Consigne: Pour chacun des énoncés (a), (b) et (c), indiquez par oui ou par non s’il est conforme au texte sur la protection du débiteur ci-dessous, en citant littéralement les mots du texte qui tranchent. (a) La directive (UE) 2019/1023 devait être transposée au plus tard le 17 juillet 2021. (b) Cette directive prévoit l’effacement total des dettes dans un délai maximal de cinq ans. (c) L’Union européenne a déjà adopté des règles précises sur les effets des moratoires sur les délais de forclusion.

Texte source:
________

Ces aspects pratiques soulignent l’importance d’une expertise technique précise dans le maniement des règles relatives à la forclusion en période de moratoire, domaine où la frontière entre recevabilité et irrecevabilité peut tenir à quelques jours de computation des délais.

Perspectives d’évolution et enjeux futurs de la protection du débiteur

L’articulation entre moratoire et forclusion s’inscrit dans une dynamique évolutive, influencée tant par les transformations socio-économiques que par les innovations législatives et jurisprudentielles. Plusieurs tendances se dessinent pour l’avenir de cette protection.

Vers une harmonisation européenne renforcée

L’influence du droit européen sur les mécanismes nationaux de protection du débiteur devrait s’accentuer dans les années à venir. La directive (UE) 2019/1023 du 20 juin 2019 relative aux cadres de restructuration préventive, à la remise de dettes et aux déchéances, ainsi qu’aux mesures visant à augmenter l’efficacité des procédures, témoigne de cette volonté d’harmonisation.

Cette directive, qui devait être transposée au plus tard le 17 juillet 2021, prévoit notamment un droit à l’effacement total des dettes pour les entrepreneurs honnêtes mais malheureux dans un délai maximal de trois ans. Elle encourage également la mise en place de systèmes d’alerte précoce pour détecter les difficultés des entreprises avant qu’elles ne deviennent insurmontables.

L’Union européenne pourrait poursuivre ce mouvement d’harmonisation en adoptant des règles plus précises concernant les effets des moratoires sur les délais de forclusion, dans l’objectif de garantir une protection équivalente à tous les débiteurs européens.

________

Jeu de données:
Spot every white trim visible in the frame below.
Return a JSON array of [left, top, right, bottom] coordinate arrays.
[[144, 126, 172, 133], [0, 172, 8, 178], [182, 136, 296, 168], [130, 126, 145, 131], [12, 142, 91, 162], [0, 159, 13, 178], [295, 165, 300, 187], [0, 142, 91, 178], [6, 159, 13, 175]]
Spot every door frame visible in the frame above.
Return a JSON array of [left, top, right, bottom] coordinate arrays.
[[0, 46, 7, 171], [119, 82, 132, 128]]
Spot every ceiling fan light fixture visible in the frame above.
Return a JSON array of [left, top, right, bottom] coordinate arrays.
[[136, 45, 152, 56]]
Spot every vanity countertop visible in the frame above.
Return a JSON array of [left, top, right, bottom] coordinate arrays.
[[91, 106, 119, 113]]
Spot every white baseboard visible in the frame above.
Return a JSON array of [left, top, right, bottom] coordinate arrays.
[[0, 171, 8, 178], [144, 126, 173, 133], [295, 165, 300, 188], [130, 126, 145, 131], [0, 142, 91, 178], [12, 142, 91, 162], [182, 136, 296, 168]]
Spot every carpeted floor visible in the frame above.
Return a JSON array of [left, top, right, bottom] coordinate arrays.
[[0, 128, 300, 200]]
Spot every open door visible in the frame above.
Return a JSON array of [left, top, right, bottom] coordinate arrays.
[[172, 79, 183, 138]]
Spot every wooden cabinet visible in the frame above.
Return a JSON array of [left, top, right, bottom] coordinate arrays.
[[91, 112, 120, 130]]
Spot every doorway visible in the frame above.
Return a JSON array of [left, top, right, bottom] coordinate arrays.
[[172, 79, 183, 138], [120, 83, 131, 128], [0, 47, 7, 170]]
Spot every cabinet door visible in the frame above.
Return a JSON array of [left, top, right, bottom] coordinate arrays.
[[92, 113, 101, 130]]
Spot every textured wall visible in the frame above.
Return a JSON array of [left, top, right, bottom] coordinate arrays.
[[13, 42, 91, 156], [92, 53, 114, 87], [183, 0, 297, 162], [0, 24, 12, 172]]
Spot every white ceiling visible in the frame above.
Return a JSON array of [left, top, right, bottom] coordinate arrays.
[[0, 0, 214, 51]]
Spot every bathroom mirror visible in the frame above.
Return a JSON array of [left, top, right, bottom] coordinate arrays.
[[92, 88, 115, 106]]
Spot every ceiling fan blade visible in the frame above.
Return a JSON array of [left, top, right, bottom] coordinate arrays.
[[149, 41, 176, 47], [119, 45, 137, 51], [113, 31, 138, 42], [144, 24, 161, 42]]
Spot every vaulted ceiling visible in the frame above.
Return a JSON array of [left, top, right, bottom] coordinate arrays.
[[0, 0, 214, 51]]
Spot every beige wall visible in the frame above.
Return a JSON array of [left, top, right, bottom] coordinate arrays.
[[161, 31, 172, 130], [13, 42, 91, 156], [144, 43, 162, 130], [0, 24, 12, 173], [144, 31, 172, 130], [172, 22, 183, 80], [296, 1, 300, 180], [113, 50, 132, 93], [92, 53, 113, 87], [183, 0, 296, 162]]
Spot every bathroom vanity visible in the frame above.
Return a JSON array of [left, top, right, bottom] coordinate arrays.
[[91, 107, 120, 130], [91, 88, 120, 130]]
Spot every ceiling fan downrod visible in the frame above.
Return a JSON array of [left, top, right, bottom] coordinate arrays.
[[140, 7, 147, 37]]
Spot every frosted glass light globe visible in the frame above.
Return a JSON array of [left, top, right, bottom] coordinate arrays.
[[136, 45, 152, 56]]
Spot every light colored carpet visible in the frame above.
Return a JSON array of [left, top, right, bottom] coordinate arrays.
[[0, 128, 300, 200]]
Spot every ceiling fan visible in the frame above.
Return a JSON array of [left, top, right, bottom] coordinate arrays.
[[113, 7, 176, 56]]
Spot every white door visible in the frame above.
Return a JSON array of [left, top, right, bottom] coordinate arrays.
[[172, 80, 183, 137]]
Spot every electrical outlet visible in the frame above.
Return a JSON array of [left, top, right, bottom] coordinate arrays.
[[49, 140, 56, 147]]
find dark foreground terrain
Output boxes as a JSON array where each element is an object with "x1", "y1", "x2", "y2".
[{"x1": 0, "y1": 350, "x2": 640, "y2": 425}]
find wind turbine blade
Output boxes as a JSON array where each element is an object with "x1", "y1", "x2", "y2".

________

Corrigé:
(a) Oui : « qui devait être transposée au plus tard le 17 juillet 2021 ».
(b) Non : « dans un délai maximal de trois ans ».
(c) Non : « L’Union européenne pourrait poursuivre ce mouvement d’harmonisation en adoptant des règles plus précises ».